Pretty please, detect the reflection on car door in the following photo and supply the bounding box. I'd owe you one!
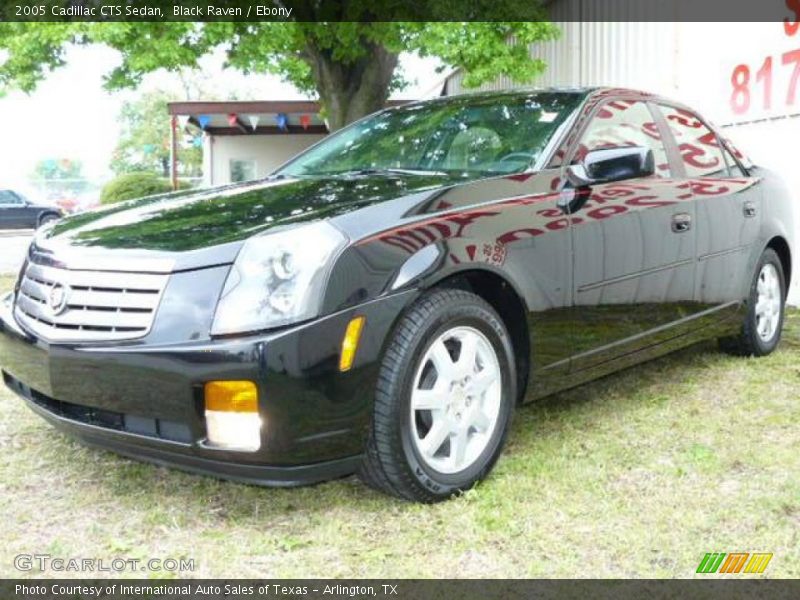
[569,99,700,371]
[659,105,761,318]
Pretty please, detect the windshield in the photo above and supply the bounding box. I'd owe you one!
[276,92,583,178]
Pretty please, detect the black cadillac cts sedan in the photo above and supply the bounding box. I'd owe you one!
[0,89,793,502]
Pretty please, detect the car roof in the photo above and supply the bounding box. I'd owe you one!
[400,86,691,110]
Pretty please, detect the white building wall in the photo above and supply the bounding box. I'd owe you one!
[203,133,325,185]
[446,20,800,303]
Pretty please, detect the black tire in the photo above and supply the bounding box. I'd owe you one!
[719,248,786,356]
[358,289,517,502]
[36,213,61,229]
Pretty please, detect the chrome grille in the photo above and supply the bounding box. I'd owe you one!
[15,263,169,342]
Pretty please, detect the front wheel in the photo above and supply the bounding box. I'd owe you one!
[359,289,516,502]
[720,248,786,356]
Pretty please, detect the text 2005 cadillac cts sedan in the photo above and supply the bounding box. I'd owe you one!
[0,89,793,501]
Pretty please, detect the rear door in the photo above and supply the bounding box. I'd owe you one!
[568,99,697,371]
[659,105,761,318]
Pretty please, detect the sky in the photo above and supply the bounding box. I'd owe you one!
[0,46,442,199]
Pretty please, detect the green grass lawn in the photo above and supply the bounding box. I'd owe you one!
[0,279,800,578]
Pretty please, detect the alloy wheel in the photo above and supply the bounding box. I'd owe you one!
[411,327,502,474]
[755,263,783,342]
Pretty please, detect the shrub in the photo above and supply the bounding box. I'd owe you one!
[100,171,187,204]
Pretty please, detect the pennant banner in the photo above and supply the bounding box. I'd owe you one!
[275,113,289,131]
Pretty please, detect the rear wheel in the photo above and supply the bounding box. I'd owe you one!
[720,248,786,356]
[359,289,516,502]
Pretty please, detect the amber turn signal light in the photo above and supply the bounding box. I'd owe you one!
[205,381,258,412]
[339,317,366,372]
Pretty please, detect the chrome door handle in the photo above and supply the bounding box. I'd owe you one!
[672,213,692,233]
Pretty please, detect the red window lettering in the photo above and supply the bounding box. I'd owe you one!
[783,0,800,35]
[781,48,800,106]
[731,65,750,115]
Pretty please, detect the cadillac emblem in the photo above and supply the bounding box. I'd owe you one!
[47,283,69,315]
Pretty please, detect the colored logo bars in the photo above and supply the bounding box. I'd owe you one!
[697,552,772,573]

----

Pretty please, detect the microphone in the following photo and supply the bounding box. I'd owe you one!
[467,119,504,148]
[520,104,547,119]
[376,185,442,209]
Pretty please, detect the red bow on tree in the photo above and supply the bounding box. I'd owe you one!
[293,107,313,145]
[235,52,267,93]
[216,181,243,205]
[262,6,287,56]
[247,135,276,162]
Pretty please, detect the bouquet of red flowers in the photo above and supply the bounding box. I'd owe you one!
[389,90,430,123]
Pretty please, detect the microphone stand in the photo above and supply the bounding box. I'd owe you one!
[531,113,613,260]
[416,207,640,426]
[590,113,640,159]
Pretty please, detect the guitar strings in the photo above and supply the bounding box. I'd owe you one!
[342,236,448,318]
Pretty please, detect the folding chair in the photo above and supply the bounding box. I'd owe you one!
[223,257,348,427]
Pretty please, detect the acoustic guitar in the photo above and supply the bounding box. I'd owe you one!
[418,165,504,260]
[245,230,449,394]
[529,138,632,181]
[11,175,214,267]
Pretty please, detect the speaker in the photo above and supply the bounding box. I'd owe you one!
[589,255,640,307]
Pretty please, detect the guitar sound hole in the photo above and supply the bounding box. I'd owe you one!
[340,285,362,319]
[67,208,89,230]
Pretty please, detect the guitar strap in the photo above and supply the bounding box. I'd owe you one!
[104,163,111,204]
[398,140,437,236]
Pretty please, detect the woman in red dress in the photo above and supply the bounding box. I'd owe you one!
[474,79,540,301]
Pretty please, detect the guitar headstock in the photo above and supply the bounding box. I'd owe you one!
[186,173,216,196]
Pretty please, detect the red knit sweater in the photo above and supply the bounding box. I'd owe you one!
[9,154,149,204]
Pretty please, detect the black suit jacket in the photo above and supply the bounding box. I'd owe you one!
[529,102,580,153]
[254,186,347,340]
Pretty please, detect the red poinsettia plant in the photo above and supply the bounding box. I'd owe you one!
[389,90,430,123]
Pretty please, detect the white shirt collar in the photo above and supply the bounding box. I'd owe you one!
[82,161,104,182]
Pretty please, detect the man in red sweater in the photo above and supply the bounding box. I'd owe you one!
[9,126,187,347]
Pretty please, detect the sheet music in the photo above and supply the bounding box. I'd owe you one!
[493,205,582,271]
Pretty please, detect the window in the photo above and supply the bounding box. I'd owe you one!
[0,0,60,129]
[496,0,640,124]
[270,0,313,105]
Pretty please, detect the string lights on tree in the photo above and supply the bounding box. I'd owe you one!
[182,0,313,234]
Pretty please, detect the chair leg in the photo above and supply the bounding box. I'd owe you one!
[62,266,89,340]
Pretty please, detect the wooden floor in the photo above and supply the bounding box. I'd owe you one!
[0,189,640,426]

----

* _Exercise_
Please give, as a numbered list with blank lines left out, the lines beginning with the one containing "Pretty please, detect the sheet" and running through the one containing "[0,189,640,426]", both included.

* _Response to this task_
1. Pretty please, detect the sheet music in the photo above and supply the bounding box. I'd owe you one!
2. [493,205,582,271]
3. Pretty please, detect the window in the photo above and supply the bounding box. I'd owe you one!
4. [0,0,60,129]
5. [496,0,640,124]
6. [270,0,313,105]
7. Pretty please, detect the string lights on tree in the photo above and supply the bounding box. I'd owe you one!
8. [182,0,313,234]
9. Pretty please, detect the chair leg in the photo above and supply the bounding box. I'd owe you one!
10. [62,266,89,340]
11. Pretty please, detect the wooden floor in the photo above and supply the bounding box. I'd owe you one!
12. [0,189,640,426]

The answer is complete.